▸ **DOCUMENT PASSAGE**:

+ + +

By Roxana Slavcheva
Acknowledgements
I would like to first of all thank the Bartlett School of Architecture and Planning at UCL for awarding me the Sir Herbert Henry Bartlett travel award, which allowed me to visit Freiburg for the purpose of this investigation. Secondly, I thank Ani Gollas from the bottom of my heart for sparking my interest and providing me with foremost insight into this report’s topic, for welcoming me into her home, facilitating the logistics of my sojourn in Vauban and suggesting interviewee contacts whenever possible. I am grateful for the wonderful people I met while in Vauban and Freiburg and especially to my interviewees for their cooperativeness and professionalism. Lastly, I am very much indebted to my professors and colleagues at the Bartlett Development Planning Unit and my MSc program in Urban Economic Development. It is thanks to our studies, formal and informal discussions that I became deeply interested in the topic of this report and chose to pursue this interest further.
Foreword
I set out to visit Vauban, the eco-district of Freiburg im Breisgau in southwestern Germany, with the intention to interview local residents. I was interested in why they settled in this green-minded, newly-built district and what sacrifices they may have to make to live there rather than in a non-eco residence. Vauban is cited in the literature and media as a model eco-neighborhood within the eco-city of Freiburg. I was curious to explore, however, the underlying cause for the eco-district to be planned, designed and inhabited in its current shape and form. Was Vauban’s attractiveness a result of employment opportunities located there, a heightened sense of safety, or was the primary pull factor the eco lifestyle imbedded in every aspect of daily routine? How often do Vauban residents go into town (Freiburg or other cities) and for what purpose – shopping, amenities? How often do they use a car and for what purpose – commuting to and back from work, commercial activities? Most importantly, I wanted to find out what they missed the most in Vauban and what they wished the district had more of. Did they feel like they were making any sacrifices living there? These questions were engraved in my mind since I had read Andrew Purvis’s critique published in The Guardian in 2008, questioning the viability of this often-cited example of environmental sustainability.
Nevertheless, Vauban residents in general did not feel comfortable speaking about their decision to live in the neighborhood. The impression was that they had already received requests for interviews by previous researchers and did not see the point in continuing to participate in others. They refused to be treated as subjects in a great experiment but wished to be left in peace to enjoy their consciously chosen lifestyle. Perhaps too many scholars have spent time studying, researching and critiquing a grassroots movement such as the Vauban bottom-up, participatory planning process without realizing that not every example can be replicated with the same result. Neither are its problems necessarily a result of the organizational structure but that outside factors matter too.
Green City Hotel Vauban
As a result of Vauban’s fame, its inhabitants have developed wariness towards researchers and journalists. Yet, in the process of conducting field research, I found a topic that touched the hearts of most residents in this small, tight-knit community. The following report discusses a recent building project, completed and opened in June 2013 in Vauban. With construction finished, Green City Hotel Vauban has been the center of controversy publicized by the local and national media, but without receiving international recognition. I set out to explore if accusations hold ground on whether the hotel deceives the public that it is indeed “green” by capitalizing on Freiburg’s reputation as a green city. This is a popular marketing tactic known as greenwashing, which Investopedia defines as the use of the term “green” to manipulate public opinion to support ecological initiatives or images but in reality operating “in a way that is damaging to the environment or in an opposite manner to the goal of the announced initiatives […] through misleading advertising and unsubstantiated claims”. Through interviews, the investigation led me to uncover the true causes for controversy in building this hotel in the Vauban eco-district.

+ + +

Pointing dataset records
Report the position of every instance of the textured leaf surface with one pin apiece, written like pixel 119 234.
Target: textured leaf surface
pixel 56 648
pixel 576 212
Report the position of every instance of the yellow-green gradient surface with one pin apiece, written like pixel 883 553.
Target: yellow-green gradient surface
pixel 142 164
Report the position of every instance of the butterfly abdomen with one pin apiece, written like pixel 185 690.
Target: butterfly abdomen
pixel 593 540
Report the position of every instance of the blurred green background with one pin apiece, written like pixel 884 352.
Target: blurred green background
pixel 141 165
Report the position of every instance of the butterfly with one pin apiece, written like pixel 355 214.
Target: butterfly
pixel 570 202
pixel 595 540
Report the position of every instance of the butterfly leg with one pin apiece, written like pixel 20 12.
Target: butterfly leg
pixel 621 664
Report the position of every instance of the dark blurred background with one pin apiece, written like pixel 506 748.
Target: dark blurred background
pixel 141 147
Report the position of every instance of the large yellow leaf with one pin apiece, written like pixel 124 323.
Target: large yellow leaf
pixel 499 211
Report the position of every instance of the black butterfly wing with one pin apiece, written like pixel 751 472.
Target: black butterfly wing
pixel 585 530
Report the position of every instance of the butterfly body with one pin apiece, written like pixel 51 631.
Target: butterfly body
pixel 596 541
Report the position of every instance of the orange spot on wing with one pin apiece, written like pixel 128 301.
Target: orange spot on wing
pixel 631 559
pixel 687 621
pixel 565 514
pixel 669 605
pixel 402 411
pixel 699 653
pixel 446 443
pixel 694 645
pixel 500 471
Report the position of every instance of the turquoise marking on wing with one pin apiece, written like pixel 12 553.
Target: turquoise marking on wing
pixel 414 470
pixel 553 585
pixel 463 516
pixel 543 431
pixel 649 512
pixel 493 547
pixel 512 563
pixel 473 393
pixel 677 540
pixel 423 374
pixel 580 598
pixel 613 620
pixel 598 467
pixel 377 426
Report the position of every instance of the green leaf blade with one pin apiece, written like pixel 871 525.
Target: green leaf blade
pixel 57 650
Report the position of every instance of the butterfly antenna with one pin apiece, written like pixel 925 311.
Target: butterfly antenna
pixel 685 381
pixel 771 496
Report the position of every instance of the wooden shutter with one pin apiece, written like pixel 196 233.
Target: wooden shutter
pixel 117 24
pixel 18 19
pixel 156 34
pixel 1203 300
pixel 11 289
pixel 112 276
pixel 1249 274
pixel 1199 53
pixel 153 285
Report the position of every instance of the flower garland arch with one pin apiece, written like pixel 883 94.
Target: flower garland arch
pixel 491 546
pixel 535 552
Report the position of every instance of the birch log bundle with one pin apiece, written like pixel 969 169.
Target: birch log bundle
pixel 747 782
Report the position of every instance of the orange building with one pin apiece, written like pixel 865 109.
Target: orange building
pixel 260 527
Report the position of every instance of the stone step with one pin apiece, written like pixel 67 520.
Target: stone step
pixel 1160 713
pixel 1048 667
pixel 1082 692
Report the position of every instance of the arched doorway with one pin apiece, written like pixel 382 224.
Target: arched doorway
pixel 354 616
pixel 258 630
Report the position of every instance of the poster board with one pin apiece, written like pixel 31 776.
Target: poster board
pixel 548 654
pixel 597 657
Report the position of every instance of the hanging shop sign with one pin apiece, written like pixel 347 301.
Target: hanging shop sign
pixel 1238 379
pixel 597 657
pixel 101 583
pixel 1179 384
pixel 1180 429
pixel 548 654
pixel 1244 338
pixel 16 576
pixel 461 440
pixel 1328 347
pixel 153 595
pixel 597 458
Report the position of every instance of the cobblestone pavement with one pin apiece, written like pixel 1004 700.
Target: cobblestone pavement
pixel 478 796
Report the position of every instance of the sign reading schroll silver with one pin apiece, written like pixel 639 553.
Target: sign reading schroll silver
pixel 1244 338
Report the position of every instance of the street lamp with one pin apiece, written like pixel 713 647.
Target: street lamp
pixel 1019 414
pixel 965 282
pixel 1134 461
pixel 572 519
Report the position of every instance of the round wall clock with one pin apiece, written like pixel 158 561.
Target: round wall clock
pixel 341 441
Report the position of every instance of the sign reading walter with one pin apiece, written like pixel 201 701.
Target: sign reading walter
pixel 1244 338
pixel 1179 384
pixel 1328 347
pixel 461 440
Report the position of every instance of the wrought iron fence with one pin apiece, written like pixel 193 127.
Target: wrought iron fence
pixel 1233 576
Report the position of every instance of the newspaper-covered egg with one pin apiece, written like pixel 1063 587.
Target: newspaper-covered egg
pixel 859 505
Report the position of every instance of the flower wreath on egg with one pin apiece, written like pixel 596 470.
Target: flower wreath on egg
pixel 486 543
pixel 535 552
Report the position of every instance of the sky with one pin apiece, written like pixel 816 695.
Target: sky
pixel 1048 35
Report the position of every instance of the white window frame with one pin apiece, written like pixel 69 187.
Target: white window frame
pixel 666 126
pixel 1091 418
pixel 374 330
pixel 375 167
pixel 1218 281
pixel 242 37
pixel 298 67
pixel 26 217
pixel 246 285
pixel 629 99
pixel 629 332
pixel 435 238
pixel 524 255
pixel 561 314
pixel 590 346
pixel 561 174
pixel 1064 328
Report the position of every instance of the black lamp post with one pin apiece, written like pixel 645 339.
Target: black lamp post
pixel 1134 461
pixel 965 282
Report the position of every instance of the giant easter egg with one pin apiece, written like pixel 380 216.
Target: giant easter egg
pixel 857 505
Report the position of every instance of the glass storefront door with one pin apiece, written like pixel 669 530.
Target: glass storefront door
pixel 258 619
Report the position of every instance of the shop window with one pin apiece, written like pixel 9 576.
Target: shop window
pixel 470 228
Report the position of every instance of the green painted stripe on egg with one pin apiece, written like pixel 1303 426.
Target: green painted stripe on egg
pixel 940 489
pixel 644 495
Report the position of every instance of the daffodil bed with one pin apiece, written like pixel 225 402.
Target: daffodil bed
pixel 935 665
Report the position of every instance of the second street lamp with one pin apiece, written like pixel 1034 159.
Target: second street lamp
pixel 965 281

+ + +

▸ **TASK TO COMPLETE**: Reproduce the stretch of the Vauban report above from "Nevertheless, Vauban residents" through "factors matter too.", word for word.

▸ **RESPONSE TO THE TASK**:
Nevertheless, Vauban residents in general did not feel comfortable speaking about their decision to live in the neighborhood. The impression was that they had already received requests for interviews by previous researchers and did not see the point in continuing to participate in others. They refused to be treated as subjects in a great experiment but wished to be left in peace to enjoy their consciously chosen lifestyle. Perhaps too many scholars have spent time studying, researching and critiquing a grassroots movement such as the Vauban bottom-up, participatory planning process without realizing that not every example can be replicated with the same result. Neither are its problems necessarily a result of the organizational structure but that outside factors matter too.